Stored items
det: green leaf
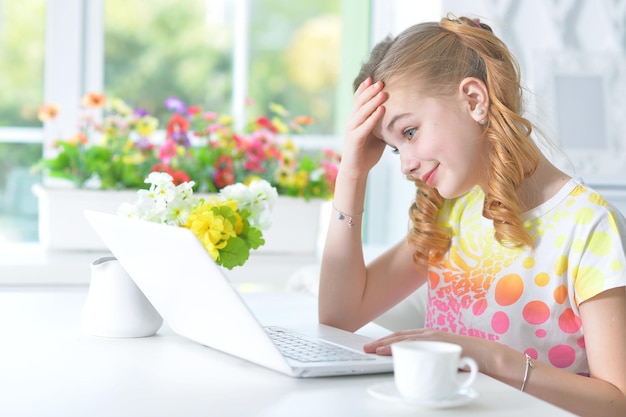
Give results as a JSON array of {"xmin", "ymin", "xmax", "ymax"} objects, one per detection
[
  {"xmin": 246, "ymin": 227, "xmax": 265, "ymax": 249},
  {"xmin": 218, "ymin": 237, "xmax": 250, "ymax": 269}
]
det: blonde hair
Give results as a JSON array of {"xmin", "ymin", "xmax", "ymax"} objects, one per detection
[{"xmin": 354, "ymin": 16, "xmax": 540, "ymax": 266}]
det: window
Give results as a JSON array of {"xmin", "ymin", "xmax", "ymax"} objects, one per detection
[
  {"xmin": 0, "ymin": 0, "xmax": 369, "ymax": 249},
  {"xmin": 104, "ymin": 0, "xmax": 341, "ymax": 135},
  {"xmin": 0, "ymin": 0, "xmax": 46, "ymax": 243}
]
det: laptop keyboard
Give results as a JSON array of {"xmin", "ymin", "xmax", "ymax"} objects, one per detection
[{"xmin": 265, "ymin": 327, "xmax": 374, "ymax": 362}]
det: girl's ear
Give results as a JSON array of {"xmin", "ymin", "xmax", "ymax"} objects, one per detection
[{"xmin": 459, "ymin": 77, "xmax": 489, "ymax": 125}]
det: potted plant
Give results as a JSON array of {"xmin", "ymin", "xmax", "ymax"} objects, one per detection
[{"xmin": 34, "ymin": 93, "xmax": 340, "ymax": 254}]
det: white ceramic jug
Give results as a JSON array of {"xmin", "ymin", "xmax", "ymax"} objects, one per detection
[{"xmin": 80, "ymin": 257, "xmax": 163, "ymax": 337}]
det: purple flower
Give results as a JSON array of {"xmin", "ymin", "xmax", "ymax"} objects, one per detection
[
  {"xmin": 165, "ymin": 96, "xmax": 187, "ymax": 113},
  {"xmin": 133, "ymin": 108, "xmax": 150, "ymax": 117}
]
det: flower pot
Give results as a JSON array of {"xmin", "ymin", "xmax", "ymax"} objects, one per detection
[
  {"xmin": 33, "ymin": 184, "xmax": 331, "ymax": 256},
  {"xmin": 80, "ymin": 257, "xmax": 163, "ymax": 337}
]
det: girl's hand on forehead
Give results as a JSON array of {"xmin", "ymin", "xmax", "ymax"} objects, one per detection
[{"xmin": 342, "ymin": 78, "xmax": 388, "ymax": 176}]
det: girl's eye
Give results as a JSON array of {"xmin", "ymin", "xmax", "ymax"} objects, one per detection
[{"xmin": 402, "ymin": 127, "xmax": 417, "ymax": 140}]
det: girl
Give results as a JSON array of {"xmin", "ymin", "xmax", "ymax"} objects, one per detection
[{"xmin": 319, "ymin": 17, "xmax": 626, "ymax": 417}]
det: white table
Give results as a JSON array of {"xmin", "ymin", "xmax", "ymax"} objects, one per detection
[{"xmin": 0, "ymin": 286, "xmax": 571, "ymax": 417}]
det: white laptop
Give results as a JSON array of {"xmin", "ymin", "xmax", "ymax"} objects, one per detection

(PROBLEM STATEMENT):
Rewrite the stretch from the line containing "det: girl's eye" through the end of the listing, changing every "white" to "silver" and leaving everything else as it is.

(EXPECTED ANSWER):
det: girl's eye
Give results as a JSON array of {"xmin", "ymin", "xmax", "ymax"} objects, one per detection
[{"xmin": 402, "ymin": 127, "xmax": 417, "ymax": 140}]
det: girl
Give results as a JSON array of {"xmin", "ymin", "xmax", "ymax"} objects, one per detection
[{"xmin": 319, "ymin": 17, "xmax": 626, "ymax": 417}]
det: silver table
Give results as a JSON array of {"xmin", "ymin", "xmax", "ymax"} objects, one per detection
[{"xmin": 0, "ymin": 286, "xmax": 571, "ymax": 417}]
det: silver laptop
Give results as a JSON array of {"xmin", "ymin", "xmax", "ymax"} objects, one per detection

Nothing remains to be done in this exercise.